Exercícios:
**a)** Segundo o trecho sobre a coluna de Ascânio Seleme, por que os eleitores que votam com frequência no PT não devem ser desprezados no debate público nacional? Responda em até três frases.
**b)** Prolongue o trecho sobre a coluna de Ascânio Seleme a partir da última frase apresentada.

Nos últimos dias, o artigo intitulado “É hora de perdoar o PT”, escrito por Ascânio Seleme em sua coluna no jornal O Globo, tem sido um dos assuntos mais comentados no cenário político brasileiro.
De acordo com o texto, “em nome da democracia e da tolerância”, os cerca de 30% de eleitores que votam frequentemente no PT não devem ser desprezados no debate público nacional, o que não se trata de minimizar os “erros” do partido – como as “práticas de corrupção” e a “índole autoritária” –, mas unir forças contra o grave problema que deve ser enfrentado por todos: o bolsonarismo. “Perdoar o PT não significa abrir mão de convicções. Ao contrário, significa pavimentar caminhos pelos quais pode se chegar ao objetivo comum de paz e prosperidade”, concluiu o artigo.

Dados fornecidos:
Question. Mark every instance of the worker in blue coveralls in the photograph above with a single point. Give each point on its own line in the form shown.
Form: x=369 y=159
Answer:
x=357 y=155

Respostas em ordem:
**a)** O artigo diz que isso se faz "em nome da democracia e da tolerância". Não se trata de minimizar os erros do partido, mas de unir forças contra o bolsonarismo, o grave problema que deve ser enfrentado por todos.

**b)**
Ao entrar em contato com o texto, um leitor menos precavido poderia se perguntar: será que Ascânio Seleme e seus patrões, imbuídos do ideário cristão, esqueceram os vários ataques ao PT em um passado recente e resolveram “perdoar seus inimigos”?
Evidentemente, a resposta é negativa.
Primeiramente, é preciso enfatizar que o artigo de Ascânio Seleme não foi obra de um articulista isolado, que resolveu acenar positivamente ao Partido dos Trabalhadores.
Longe disso. Os textos presentes no jornal O Globo (e em toda imprensa hegemônica brasileira – do editorial às páginas de esportes) estão associados à ideologia dos proprietários dos grandes grupos de comunicação.
Não há espaço para o contraditório. Intelectuais e personalidades de esquerda – como Djamila Ribeiro, Sabrina Fernandes e Jean Wyllys – só aparecem na Rede Globo, Folha de S. Paulo ou CNN Brasil – porque seus discursos identitários – inócuos e confusos – não tocam no verdadeiro antagonismo de uma sociedade capitalista como a nossa: a luta de classes.
No máximo, eles conseguem fazer com que alguém desavisado pense: “Nossa! Como a Globo é progressista: fala sobre racismo, machismo e homofobia”. Pura demagogia.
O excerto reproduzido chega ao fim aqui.